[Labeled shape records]
_____
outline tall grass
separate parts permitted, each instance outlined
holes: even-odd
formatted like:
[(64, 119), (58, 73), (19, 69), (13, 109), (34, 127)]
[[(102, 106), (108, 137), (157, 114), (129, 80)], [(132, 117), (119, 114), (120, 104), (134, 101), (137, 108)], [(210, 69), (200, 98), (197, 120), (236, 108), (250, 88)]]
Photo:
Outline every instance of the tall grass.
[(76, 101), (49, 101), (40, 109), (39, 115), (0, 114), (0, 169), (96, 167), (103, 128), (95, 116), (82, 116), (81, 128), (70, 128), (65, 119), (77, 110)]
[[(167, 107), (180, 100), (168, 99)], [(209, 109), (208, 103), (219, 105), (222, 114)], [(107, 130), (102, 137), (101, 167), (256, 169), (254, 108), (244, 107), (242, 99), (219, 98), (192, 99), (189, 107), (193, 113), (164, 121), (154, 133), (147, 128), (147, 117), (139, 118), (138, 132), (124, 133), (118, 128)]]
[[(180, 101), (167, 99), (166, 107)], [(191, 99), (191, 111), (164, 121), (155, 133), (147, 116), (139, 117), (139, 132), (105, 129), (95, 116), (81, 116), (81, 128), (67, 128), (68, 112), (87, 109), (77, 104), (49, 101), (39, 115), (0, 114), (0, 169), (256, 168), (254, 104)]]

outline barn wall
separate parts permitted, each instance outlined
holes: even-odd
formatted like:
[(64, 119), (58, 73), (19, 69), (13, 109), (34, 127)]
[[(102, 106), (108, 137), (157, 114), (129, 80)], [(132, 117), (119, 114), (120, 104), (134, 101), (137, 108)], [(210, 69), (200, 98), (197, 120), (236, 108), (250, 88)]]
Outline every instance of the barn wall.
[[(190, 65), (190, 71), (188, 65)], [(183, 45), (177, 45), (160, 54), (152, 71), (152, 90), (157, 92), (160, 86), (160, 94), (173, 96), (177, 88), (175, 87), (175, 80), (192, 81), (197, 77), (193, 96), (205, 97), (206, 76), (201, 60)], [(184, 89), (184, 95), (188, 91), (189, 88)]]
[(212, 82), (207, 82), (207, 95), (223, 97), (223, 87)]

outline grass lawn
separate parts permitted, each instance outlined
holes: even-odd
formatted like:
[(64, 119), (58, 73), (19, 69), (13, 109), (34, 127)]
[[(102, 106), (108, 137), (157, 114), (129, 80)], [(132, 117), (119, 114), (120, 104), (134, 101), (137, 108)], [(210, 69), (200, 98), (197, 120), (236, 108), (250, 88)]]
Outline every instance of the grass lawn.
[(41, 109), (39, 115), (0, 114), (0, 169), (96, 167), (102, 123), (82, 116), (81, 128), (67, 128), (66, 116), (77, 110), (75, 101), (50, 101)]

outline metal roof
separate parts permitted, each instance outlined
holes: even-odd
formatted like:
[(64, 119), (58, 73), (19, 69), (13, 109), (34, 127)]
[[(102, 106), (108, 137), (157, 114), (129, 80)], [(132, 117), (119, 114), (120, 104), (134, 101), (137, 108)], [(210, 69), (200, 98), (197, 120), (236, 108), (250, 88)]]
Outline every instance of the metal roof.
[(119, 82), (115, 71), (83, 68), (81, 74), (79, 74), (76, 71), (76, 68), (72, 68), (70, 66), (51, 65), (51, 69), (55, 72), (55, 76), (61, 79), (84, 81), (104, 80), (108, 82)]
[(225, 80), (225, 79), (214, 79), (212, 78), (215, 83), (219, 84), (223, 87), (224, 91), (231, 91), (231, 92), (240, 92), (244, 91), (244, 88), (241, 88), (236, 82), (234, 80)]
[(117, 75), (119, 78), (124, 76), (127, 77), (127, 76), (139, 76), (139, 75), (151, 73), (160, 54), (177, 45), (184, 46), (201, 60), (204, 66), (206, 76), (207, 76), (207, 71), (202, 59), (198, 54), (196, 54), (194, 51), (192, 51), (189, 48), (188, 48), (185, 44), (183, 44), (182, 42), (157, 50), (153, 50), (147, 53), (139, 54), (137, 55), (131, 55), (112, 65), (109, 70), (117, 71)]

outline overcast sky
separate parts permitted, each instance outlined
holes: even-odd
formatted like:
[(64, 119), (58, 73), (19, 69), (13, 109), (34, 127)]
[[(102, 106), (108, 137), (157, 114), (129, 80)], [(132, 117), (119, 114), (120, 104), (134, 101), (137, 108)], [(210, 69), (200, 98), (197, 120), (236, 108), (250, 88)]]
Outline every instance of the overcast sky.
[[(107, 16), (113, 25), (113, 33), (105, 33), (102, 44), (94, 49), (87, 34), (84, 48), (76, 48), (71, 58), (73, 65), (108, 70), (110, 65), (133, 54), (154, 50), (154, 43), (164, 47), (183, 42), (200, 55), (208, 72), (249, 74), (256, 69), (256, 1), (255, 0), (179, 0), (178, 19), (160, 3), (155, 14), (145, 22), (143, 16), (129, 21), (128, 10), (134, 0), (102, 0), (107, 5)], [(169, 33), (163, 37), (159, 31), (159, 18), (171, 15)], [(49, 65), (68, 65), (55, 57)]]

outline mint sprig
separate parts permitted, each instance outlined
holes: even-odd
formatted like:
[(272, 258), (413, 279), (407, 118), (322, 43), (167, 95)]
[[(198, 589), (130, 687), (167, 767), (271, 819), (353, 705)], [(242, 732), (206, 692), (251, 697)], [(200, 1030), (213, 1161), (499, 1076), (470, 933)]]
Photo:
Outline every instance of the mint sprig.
_____
The task:
Can you give every line above again, exactly as written?

Problem solution:
outline tall grass
separate parts permitted, each instance outlined
holes: even-odd
formatted like:
[(64, 119), (58, 73), (19, 69), (13, 109), (34, 127)]
[[(102, 106), (108, 137), (157, 114), (129, 80)], [(132, 117), (119, 114), (120, 104), (134, 101), (137, 108)], [(210, 69), (200, 98), (197, 120), (236, 108), (250, 88)]]
Photo:
Outline every instance of the tall grass.
[(76, 101), (49, 101), (40, 109), (39, 115), (0, 114), (0, 169), (96, 167), (103, 128), (95, 116), (82, 116), (81, 128), (70, 128), (65, 119), (77, 110)]
[[(167, 107), (180, 100), (168, 99)], [(209, 109), (208, 103), (219, 105), (222, 114)], [(107, 130), (102, 137), (101, 167), (256, 169), (254, 108), (244, 107), (242, 99), (219, 98), (192, 99), (189, 107), (193, 113), (164, 121), (154, 133), (147, 128), (147, 117), (139, 118), (138, 132), (124, 133), (118, 128)]]
[[(180, 101), (167, 99), (166, 107)], [(191, 99), (191, 111), (164, 121), (155, 133), (147, 116), (139, 117), (139, 132), (105, 129), (95, 116), (81, 116), (81, 128), (67, 128), (68, 112), (87, 109), (77, 104), (49, 101), (39, 115), (0, 114), (0, 169), (256, 168), (254, 104)]]

outline barn wall
separate parts permitted, each instance outlined
holes: even-odd
formatted like:
[(64, 119), (58, 73), (19, 69), (13, 109), (34, 127)]
[[(102, 106), (108, 137), (157, 114), (129, 80)], [(132, 117), (119, 114), (120, 104), (134, 101), (137, 108)], [(210, 69), (200, 98), (197, 120), (236, 108), (250, 88)]]
Outline every instance of the barn wall.
[[(190, 65), (190, 71), (188, 65)], [(183, 45), (177, 45), (160, 54), (152, 71), (152, 90), (157, 92), (160, 86), (160, 94), (173, 96), (177, 88), (175, 87), (175, 80), (192, 81), (197, 77), (193, 96), (205, 97), (206, 76), (201, 60)], [(184, 89), (184, 95), (188, 91), (189, 88)]]
[(212, 82), (207, 82), (207, 95), (223, 97), (223, 87)]

outline grass lawn
separate parts permitted, each instance outlined
holes: even-odd
formatted like:
[(64, 119), (58, 73), (19, 69), (13, 109), (34, 127)]
[[(102, 106), (108, 137), (157, 114), (129, 80)], [(132, 117), (119, 114), (120, 104), (134, 101), (137, 108)], [(210, 69), (200, 98), (197, 120), (236, 108), (250, 88)]]
Outline every instance of the grass lawn.
[(41, 109), (39, 115), (0, 114), (0, 169), (96, 167), (102, 123), (82, 116), (81, 128), (67, 128), (66, 116), (77, 110), (75, 101), (50, 101)]

outline metal roof
separate parts permitted, each instance outlined
holes: even-odd
formatted like:
[(64, 119), (58, 73), (19, 69), (13, 109), (34, 127)]
[[(102, 106), (108, 137), (157, 114), (129, 80)], [(132, 117), (119, 114), (120, 104), (134, 101), (137, 108)], [(210, 69), (200, 98), (197, 120), (236, 108), (250, 88)]]
Outline every instance of the metal roof.
[(119, 82), (115, 71), (83, 68), (81, 74), (79, 74), (76, 71), (76, 68), (72, 68), (70, 66), (51, 65), (51, 69), (55, 72), (55, 76), (61, 79), (84, 81), (104, 80), (108, 82)]
[(225, 80), (225, 79), (214, 79), (212, 78), (215, 83), (219, 84), (223, 87), (224, 91), (231, 91), (231, 92), (240, 92), (244, 91), (244, 88), (241, 88), (236, 82), (234, 80)]
[(117, 75), (119, 78), (124, 76), (127, 77), (127, 76), (139, 76), (139, 75), (151, 73), (160, 54), (177, 45), (184, 46), (201, 60), (204, 66), (206, 76), (207, 76), (207, 71), (202, 59), (198, 54), (196, 54), (194, 51), (192, 51), (189, 48), (188, 48), (185, 44), (183, 44), (182, 42), (157, 50), (153, 50), (147, 53), (139, 54), (137, 55), (131, 55), (112, 65), (109, 70), (117, 71)]

outline overcast sky
separate parts permitted, each instance outlined
holes: even-odd
formatted like:
[(64, 119), (58, 73), (19, 69), (13, 109), (34, 127)]
[[(102, 106), (108, 137), (157, 114), (129, 80)], [(132, 117), (119, 114), (120, 104), (134, 101), (137, 108)], [(210, 69), (200, 98), (197, 120), (236, 108), (250, 88)]]
Outline every instance of the overcast sky.
[[(107, 16), (113, 25), (113, 33), (105, 33), (102, 44), (94, 49), (87, 34), (84, 48), (76, 48), (71, 58), (73, 65), (108, 70), (110, 65), (133, 54), (154, 50), (154, 43), (164, 47), (183, 42), (200, 55), (208, 72), (249, 74), (256, 69), (256, 1), (255, 0), (179, 0), (178, 19), (160, 3), (155, 14), (145, 22), (143, 16), (129, 21), (128, 10), (134, 0), (102, 0), (107, 5)], [(169, 33), (163, 37), (159, 31), (159, 18), (171, 15)], [(49, 65), (68, 65), (55, 57)]]

outline mint sprig
separate parts permitted, each instance outlined
holes: even-odd
formatted like:
[(272, 258), (413, 279), (407, 118), (322, 43), (167, 95)]
[[(198, 589), (130, 687), (167, 767), (271, 819), (353, 705)], [(242, 732), (206, 692), (251, 697)], [(200, 1030), (213, 1161), (499, 1076), (470, 933)]]
Photo:
Outline every instance of the mint sprig.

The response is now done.